PASSAGE SHOWN:
++++

When using Crux at scale it is recommended to use multiple Crux nodes connected via a Kafka cluster. Use of multiple nodes provides availability and Kafka itself provides strong fault-tolerance guarantees. Kafka can be used for Crux’s transaction log and document store components.
Kafka’s document store requires a copy of the documents kept locally for random access - these can be stored in a KV store like RocksDB or LMDB. For this reason, unless you want to keep both transactions and documents on Kafka (for simplicity, say, or historical reasons), we’d now recommend a different document store implementation - JDBC or S3, for example. (The Kafka transaction log does not have this requirement) |
juxt/crux-kafka {:mvn/version "{crux_version}-beta"}
<dependency>
<groupId>juxt</groupId>
<artifactId>crux-kafka</artifactId>
<version>{crux_version}-beta</version>
</dependency>
{
"crux/tx-log": {
"crux/module": "crux.kafka/->tx-log",
"kafka-config": {
"bootstrap-servers": "localhost:9092",
...
},
"tx-topic-opts": {
"topic-name": "crux-transaction-log",
...
},
"poll-wait-duration": "PT1S"
},
...

++++

TASK TO CARRY OUT: Duplicate the Crux and Kafka setup text from "When using Crux" up to and including "document store components.".

[Stored dataset items]
++++

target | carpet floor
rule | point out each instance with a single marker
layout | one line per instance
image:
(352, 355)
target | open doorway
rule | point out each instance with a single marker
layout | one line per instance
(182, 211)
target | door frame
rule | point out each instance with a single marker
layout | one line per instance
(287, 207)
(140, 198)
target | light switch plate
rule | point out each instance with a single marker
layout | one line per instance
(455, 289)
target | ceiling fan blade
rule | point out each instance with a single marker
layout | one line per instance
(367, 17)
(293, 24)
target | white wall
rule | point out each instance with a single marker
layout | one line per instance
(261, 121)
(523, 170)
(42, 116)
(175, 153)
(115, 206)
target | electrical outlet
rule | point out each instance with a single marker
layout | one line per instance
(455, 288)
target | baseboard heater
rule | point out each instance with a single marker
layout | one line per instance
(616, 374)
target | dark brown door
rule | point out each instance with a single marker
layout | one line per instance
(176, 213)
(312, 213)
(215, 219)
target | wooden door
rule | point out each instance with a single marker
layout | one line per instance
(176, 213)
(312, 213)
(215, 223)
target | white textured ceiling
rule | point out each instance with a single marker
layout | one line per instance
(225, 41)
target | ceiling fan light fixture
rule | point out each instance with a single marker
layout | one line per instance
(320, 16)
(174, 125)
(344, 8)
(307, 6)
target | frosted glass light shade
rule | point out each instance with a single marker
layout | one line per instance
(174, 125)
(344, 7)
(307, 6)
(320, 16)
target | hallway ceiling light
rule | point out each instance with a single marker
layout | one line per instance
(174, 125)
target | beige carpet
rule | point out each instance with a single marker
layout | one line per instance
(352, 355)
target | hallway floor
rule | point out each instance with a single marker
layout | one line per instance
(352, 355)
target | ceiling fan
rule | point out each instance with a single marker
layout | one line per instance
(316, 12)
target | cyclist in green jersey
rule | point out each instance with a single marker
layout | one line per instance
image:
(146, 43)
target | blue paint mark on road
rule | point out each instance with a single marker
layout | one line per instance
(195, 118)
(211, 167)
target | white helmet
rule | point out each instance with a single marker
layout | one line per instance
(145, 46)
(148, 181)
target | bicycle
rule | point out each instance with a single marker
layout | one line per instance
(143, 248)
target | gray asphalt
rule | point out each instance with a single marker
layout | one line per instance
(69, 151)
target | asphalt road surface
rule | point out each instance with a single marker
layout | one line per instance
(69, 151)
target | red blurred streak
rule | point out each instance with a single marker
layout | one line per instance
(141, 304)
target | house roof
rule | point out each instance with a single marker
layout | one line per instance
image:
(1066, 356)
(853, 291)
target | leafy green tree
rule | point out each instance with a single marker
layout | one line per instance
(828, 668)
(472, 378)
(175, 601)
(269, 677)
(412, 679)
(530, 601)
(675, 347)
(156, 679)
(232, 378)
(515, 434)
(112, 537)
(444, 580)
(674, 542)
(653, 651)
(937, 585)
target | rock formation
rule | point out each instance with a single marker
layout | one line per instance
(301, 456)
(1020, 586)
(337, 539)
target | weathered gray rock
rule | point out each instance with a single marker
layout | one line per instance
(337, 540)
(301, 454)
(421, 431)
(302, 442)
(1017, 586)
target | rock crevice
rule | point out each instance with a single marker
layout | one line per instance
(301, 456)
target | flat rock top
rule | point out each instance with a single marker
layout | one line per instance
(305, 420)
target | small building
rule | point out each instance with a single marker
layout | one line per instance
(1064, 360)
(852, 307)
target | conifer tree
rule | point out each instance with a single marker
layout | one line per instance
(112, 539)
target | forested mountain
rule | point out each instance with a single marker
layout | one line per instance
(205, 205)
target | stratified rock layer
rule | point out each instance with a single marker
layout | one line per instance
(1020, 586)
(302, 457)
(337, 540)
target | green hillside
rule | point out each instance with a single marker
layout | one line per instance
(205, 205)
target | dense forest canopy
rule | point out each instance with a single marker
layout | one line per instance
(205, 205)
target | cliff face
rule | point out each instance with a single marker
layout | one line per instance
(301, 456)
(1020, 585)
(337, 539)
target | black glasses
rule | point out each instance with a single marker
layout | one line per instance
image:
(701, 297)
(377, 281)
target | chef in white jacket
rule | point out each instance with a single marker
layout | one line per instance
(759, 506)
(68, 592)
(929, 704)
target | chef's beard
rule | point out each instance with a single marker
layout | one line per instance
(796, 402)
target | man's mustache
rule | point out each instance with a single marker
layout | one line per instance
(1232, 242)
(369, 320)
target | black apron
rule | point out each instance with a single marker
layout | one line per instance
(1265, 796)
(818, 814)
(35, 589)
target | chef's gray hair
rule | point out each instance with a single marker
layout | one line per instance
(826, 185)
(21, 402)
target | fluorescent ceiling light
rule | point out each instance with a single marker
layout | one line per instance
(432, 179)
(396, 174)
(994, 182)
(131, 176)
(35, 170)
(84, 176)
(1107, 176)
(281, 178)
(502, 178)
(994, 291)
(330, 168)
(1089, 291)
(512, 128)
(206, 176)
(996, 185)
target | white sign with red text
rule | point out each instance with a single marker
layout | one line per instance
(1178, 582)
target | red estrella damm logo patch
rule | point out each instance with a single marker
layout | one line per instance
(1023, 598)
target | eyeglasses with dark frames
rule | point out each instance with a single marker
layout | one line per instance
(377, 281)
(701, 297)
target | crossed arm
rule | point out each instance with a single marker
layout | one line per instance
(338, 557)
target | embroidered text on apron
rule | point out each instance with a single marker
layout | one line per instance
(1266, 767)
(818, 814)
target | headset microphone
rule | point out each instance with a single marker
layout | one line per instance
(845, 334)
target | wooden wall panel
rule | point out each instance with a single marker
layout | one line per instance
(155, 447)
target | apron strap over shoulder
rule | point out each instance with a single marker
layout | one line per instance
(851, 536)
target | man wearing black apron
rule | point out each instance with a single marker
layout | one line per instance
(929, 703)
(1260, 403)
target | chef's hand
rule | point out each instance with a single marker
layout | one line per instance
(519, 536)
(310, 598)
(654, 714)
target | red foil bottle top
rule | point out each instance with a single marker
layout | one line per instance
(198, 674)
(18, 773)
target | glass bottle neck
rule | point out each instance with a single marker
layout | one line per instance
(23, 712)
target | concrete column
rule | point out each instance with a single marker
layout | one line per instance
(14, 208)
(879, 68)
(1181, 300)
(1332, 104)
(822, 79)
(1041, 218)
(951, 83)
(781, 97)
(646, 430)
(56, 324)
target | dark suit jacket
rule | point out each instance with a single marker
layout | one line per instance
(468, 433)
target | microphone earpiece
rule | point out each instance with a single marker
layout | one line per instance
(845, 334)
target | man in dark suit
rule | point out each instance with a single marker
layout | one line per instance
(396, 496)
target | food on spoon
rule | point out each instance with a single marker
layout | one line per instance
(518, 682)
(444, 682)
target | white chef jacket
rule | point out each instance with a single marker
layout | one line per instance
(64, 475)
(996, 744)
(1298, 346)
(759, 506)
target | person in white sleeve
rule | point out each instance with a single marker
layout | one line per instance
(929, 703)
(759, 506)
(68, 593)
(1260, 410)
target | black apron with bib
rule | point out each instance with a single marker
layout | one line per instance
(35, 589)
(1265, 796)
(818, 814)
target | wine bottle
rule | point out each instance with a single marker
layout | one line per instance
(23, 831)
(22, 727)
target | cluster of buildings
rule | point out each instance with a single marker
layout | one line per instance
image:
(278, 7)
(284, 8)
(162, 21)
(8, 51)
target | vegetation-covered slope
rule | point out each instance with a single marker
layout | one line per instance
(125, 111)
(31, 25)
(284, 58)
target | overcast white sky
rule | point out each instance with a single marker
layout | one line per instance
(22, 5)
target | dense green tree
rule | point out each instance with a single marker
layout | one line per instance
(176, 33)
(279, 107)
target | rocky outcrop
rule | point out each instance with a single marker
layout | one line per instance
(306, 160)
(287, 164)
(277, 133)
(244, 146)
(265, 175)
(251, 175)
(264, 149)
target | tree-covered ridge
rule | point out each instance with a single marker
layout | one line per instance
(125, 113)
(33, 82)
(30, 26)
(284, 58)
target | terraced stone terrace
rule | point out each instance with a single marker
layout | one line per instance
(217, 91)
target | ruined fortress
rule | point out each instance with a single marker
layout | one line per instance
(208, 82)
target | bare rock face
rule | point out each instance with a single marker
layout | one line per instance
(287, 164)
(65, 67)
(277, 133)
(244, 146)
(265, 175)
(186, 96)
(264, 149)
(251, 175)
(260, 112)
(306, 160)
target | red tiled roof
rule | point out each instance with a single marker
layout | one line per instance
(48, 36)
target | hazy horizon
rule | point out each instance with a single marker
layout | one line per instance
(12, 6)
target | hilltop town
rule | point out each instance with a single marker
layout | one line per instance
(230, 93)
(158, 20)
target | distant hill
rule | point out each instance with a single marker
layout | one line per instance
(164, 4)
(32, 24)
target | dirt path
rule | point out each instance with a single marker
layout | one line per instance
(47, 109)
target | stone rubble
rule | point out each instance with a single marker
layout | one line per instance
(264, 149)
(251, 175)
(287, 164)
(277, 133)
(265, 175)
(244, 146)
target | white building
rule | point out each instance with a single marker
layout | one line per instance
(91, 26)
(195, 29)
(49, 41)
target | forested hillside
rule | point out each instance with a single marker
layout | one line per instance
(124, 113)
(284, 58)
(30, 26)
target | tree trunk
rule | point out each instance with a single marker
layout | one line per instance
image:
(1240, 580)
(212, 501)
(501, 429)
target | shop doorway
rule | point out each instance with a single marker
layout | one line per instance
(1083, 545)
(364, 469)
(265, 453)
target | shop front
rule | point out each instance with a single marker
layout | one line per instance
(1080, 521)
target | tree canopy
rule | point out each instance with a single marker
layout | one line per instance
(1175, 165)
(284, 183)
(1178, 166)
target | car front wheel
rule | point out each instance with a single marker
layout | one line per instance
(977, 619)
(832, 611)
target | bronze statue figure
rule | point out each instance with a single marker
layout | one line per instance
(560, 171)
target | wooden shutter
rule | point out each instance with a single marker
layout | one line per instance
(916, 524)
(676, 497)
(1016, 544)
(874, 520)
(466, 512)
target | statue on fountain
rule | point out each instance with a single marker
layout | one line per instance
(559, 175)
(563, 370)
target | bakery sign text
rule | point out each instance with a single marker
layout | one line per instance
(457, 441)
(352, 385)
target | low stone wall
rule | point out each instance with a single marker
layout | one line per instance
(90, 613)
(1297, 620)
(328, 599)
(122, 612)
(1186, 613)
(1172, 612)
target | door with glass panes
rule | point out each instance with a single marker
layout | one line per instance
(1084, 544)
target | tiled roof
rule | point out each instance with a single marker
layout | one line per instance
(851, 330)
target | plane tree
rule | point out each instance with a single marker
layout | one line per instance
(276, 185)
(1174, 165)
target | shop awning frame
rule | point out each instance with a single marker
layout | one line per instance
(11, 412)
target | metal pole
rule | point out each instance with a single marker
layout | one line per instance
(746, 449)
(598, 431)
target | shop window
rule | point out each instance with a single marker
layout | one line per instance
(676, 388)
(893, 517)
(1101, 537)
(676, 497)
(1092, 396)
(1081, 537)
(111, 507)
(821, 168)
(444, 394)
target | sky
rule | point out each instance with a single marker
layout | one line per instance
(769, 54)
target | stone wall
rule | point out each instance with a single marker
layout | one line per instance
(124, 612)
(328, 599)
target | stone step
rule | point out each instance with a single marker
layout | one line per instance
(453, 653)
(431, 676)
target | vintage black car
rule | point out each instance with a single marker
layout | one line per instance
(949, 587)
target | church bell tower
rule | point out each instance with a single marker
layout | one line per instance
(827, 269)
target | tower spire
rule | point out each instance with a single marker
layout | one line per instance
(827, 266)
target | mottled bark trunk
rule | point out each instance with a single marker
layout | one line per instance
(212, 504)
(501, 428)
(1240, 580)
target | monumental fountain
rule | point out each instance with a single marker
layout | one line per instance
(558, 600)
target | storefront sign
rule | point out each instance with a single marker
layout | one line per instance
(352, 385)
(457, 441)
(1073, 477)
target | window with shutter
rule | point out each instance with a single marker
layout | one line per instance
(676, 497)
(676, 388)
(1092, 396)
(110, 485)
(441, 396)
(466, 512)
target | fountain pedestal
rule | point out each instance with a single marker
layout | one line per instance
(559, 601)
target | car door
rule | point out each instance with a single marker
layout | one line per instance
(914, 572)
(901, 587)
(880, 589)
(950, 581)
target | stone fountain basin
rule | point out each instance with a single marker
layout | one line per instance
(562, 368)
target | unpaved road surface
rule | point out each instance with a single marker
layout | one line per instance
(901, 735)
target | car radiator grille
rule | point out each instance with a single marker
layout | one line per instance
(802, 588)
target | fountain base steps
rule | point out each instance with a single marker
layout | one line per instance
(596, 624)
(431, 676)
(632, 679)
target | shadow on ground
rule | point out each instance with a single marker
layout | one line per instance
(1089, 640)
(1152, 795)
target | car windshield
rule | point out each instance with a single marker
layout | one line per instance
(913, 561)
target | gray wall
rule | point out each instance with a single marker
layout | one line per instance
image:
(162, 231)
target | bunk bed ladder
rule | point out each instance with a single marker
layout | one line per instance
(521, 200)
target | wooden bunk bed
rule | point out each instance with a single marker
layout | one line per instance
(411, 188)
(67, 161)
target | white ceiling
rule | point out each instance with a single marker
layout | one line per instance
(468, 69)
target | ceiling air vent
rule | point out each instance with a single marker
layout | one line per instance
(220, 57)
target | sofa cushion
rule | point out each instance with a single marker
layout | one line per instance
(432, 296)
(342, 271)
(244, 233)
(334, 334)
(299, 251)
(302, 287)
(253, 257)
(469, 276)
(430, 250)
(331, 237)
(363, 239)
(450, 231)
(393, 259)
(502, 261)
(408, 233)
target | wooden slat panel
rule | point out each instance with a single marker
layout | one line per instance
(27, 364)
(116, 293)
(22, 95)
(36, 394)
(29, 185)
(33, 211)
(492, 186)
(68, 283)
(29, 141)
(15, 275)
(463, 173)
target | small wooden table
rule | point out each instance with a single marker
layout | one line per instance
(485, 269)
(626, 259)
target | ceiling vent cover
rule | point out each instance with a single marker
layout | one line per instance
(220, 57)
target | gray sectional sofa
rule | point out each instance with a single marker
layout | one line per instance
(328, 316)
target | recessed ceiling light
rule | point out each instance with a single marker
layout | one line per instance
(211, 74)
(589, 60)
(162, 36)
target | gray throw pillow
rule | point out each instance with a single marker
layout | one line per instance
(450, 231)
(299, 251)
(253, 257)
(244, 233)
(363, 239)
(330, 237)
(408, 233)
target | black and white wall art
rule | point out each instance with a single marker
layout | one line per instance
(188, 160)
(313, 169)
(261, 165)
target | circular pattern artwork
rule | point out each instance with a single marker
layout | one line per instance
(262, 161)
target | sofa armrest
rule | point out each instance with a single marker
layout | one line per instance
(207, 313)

++++

RESULT FOR THIS EXERCISE:
When using Crux at scale it is recommended to use multiple Crux nodes connected via a Kafka cluster. Use of multiple nodes provides availability and Kafka itself provides strong fault-tolerance guarantees. Kafka can be used for Crux’s transaction log and document store components.